[Extrait de page]
───
Paroles suivies d'effet. En Australie, aux Etats-Unis, partout où des scandales similaires ont éclaté, l'Eglise a demandé pardon, s'est engagée à indemniser généreusement les victimes, à mieux former son personnel, à faire preuve de plus grande transparence et à ne plus tolérer le moindre dérapage. Dans l'Eglise américaine, au nom de la «tolérance zéro», une seule plainte suffit désormais pour renvoyer un prêtre. Comme en Irlande, une collaboration totale avec la police et la justice a été exigée et mise en place. A titre préventif, des enquêtes approfondies sont menées auprès de religieux, de prêtres, de laïcs, d'employés de l'Eglise travaillant au contact direct des enfants.

Et en Allemagne...
───
[Données]
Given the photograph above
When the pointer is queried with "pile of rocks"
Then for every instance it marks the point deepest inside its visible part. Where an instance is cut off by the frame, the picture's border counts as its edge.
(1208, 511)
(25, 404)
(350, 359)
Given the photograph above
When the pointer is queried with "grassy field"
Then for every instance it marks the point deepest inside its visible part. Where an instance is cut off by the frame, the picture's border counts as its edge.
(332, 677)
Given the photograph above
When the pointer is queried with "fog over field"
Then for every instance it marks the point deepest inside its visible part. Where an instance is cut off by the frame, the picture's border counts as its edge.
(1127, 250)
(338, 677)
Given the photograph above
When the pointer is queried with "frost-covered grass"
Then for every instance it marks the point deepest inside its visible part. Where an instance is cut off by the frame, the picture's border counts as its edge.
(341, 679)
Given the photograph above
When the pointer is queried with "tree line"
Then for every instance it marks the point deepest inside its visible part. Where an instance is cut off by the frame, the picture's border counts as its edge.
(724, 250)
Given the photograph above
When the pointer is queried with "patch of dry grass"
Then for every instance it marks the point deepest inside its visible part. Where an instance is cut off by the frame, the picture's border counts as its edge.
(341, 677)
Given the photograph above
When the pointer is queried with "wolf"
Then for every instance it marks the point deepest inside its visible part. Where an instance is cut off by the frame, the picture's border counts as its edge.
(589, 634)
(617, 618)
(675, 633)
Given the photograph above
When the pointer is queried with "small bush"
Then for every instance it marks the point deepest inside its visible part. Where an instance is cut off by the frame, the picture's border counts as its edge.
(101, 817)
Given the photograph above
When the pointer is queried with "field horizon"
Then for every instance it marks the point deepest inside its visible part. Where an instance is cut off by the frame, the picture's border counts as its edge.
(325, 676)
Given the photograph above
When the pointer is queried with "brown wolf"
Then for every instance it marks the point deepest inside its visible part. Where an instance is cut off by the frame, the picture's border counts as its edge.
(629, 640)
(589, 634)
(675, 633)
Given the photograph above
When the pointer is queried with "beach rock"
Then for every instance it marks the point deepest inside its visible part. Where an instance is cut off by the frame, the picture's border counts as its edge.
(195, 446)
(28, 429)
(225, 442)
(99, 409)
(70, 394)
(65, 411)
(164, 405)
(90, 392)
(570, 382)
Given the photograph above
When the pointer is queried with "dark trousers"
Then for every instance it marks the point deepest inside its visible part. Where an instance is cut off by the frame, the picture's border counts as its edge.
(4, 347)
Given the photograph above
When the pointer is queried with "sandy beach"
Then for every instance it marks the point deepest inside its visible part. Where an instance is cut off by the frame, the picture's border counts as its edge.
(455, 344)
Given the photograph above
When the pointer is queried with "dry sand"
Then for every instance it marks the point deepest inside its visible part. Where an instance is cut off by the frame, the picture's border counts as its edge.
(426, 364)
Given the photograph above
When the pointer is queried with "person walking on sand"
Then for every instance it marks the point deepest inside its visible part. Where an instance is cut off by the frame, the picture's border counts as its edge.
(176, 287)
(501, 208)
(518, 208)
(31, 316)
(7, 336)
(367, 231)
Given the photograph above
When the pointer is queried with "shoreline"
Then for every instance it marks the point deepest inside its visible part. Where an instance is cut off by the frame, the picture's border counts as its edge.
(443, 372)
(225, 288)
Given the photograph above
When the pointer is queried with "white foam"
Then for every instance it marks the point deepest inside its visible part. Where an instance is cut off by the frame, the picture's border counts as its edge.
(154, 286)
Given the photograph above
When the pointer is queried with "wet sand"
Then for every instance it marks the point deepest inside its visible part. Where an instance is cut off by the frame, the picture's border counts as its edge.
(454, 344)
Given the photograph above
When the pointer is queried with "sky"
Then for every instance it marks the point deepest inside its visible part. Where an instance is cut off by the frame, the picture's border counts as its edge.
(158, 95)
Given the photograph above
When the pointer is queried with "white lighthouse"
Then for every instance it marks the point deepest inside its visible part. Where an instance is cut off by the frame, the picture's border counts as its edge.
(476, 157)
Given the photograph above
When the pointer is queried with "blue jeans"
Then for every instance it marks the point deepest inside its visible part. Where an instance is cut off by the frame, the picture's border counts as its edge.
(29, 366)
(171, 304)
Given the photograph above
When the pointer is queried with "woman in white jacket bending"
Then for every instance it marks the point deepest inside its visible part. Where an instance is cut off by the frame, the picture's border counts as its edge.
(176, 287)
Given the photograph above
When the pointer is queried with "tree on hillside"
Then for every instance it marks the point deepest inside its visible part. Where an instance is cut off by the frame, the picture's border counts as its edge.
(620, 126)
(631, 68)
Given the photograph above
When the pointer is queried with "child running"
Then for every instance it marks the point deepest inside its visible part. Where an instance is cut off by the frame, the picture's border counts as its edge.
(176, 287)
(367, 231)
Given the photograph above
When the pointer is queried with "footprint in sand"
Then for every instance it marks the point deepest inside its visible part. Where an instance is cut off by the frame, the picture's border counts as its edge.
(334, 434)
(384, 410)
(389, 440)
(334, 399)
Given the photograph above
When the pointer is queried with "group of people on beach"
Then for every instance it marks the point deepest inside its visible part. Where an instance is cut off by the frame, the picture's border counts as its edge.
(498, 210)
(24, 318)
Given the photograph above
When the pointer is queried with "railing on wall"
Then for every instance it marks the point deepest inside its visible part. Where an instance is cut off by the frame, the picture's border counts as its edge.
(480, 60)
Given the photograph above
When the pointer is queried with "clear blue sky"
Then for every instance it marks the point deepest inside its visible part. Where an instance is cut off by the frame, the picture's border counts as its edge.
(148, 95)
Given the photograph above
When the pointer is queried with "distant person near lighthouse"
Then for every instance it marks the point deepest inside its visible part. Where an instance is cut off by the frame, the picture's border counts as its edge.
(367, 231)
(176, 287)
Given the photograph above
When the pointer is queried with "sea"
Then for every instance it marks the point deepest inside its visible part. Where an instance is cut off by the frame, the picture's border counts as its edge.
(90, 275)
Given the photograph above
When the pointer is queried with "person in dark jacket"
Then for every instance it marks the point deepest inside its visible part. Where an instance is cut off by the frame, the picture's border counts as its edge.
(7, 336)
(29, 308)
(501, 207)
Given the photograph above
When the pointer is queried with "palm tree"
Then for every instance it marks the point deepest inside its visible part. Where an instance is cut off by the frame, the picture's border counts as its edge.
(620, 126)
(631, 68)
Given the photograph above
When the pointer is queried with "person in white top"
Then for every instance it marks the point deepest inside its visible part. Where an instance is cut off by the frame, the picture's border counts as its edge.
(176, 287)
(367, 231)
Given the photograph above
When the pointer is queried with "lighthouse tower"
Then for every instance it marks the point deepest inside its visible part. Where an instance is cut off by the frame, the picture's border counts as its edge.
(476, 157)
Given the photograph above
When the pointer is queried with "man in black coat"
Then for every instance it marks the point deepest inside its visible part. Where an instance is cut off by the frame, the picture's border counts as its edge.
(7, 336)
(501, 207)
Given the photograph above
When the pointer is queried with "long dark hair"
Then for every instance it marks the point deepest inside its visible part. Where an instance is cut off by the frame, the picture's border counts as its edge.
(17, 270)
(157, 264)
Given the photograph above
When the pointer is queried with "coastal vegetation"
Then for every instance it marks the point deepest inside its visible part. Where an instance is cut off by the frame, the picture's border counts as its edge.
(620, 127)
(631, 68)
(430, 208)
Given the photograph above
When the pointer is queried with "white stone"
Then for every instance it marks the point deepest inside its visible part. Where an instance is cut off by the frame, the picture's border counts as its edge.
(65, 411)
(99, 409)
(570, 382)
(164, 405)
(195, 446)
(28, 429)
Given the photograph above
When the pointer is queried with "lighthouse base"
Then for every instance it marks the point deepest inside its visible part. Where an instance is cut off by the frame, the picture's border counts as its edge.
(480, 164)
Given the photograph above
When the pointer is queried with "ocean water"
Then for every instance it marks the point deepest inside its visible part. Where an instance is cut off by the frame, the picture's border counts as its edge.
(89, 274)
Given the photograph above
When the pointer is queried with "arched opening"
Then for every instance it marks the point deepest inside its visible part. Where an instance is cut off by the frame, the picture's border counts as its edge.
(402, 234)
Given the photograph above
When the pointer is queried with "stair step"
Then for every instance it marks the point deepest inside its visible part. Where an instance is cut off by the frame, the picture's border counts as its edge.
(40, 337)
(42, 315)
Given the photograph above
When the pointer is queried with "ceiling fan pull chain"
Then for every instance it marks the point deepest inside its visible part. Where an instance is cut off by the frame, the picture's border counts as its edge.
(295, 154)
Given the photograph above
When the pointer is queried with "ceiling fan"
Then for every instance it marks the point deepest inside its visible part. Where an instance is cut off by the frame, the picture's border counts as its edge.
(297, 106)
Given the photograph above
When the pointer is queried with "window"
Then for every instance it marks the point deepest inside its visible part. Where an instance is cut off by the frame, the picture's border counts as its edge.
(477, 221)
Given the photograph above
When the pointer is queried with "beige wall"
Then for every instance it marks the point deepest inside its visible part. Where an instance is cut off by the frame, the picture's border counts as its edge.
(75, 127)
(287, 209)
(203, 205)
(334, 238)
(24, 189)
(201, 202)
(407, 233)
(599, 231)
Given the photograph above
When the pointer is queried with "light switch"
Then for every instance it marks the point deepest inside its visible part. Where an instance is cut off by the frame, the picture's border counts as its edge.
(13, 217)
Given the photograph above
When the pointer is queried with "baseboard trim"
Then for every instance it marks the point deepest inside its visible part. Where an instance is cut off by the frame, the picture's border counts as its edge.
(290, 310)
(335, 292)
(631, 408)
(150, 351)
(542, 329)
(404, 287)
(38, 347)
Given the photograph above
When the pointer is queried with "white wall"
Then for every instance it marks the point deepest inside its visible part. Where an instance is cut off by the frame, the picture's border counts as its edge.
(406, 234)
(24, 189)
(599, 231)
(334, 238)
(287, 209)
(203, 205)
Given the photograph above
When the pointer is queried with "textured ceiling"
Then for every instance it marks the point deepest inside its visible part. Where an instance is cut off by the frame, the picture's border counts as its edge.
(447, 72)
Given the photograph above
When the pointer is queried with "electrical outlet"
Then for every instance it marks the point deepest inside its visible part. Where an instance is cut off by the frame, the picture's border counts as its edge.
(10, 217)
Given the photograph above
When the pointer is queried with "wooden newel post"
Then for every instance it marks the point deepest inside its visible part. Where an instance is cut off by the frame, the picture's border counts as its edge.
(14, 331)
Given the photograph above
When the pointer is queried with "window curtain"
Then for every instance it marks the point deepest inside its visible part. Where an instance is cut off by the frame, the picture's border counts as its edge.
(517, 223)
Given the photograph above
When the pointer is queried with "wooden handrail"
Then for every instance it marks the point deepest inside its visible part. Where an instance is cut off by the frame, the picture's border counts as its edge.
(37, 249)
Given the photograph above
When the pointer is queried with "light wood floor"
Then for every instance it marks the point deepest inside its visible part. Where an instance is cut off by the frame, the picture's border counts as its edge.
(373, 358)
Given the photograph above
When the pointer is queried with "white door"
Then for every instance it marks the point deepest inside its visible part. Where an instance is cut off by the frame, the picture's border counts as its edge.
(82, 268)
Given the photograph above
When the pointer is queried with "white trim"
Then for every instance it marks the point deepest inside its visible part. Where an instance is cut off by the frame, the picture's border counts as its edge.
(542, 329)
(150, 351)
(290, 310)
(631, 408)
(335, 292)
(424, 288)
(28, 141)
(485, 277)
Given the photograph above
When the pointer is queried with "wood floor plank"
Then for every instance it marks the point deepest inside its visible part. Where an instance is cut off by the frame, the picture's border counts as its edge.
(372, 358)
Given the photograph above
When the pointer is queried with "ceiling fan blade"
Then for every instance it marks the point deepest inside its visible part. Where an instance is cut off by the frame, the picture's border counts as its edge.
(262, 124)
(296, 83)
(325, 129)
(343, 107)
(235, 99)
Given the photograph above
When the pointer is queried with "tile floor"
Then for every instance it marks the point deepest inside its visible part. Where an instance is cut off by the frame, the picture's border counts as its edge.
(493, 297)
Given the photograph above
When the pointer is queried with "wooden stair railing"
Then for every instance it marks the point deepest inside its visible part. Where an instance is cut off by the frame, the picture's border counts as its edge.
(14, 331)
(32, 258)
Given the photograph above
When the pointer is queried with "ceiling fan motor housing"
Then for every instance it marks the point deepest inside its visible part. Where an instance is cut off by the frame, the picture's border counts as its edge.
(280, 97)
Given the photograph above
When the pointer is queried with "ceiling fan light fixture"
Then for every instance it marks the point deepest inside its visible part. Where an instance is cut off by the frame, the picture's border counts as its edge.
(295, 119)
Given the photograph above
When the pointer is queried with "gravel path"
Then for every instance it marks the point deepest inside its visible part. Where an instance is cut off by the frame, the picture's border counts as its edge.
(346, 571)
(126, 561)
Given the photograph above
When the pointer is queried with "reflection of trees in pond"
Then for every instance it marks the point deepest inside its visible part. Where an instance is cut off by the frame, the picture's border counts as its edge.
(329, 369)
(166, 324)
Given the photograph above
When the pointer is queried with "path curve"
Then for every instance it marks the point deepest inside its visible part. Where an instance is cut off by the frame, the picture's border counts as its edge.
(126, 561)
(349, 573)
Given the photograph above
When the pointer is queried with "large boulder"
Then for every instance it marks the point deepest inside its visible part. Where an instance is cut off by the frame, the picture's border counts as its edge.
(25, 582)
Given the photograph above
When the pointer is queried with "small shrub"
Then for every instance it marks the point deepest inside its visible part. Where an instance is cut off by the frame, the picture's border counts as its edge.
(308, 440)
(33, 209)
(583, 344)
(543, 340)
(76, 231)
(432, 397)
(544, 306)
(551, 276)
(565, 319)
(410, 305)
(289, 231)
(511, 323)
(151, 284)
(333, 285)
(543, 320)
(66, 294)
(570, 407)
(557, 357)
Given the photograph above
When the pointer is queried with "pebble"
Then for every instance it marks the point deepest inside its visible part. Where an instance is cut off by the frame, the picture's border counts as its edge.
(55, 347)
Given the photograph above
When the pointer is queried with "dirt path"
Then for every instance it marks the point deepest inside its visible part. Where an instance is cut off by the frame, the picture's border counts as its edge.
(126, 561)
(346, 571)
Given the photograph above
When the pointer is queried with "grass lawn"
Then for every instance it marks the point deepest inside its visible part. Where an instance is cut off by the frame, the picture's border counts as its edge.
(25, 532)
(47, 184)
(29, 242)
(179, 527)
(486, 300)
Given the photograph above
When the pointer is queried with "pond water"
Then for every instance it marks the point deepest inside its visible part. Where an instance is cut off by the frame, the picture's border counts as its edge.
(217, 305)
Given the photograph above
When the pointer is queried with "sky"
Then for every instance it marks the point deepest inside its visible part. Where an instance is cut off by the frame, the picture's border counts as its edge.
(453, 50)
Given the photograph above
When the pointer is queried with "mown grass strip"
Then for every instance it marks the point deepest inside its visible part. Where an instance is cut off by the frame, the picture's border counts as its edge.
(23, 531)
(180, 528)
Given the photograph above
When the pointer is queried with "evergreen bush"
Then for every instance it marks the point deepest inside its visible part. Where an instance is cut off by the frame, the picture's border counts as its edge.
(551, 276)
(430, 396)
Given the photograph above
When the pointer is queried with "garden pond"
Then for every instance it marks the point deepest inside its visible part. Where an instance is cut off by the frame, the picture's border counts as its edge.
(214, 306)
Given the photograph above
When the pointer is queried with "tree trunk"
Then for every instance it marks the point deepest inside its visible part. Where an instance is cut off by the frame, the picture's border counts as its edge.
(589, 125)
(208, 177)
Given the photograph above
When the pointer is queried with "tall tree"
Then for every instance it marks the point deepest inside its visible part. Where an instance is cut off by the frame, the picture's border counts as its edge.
───
[Problème posé]
Pouvez-vous citer mot pour mot le passage de l'extrait sur les scandales dans l'Église qui commence à « Paroles suivies d'effet. » et se termine à « direct des enfants. » ?

[En réponse]
Paroles suivies d'effet. En Australie, aux Etats-Unis, partout où des scandales similaires ont éclaté, l'Eglise a demandé pardon, s'est engagée à indemniser généreusement les victimes, à mieux former son personnel, à faire preuve de plus grande transparence et à ne plus tolérer le moindre dérapage. Dans l'Eglise américaine, au nom de la «tolérance zéro», une seule plainte suffit désormais pour renvoyer un prêtre. Comme en Irlande, une collaboration totale avec la police et la justice a été exigée et mise en place. A titre préventif, des enquêtes approfondies sont menées auprès de religieux, de prêtres, de laïcs, d'employés de l'Eglise travaillant au contact direct des enfants.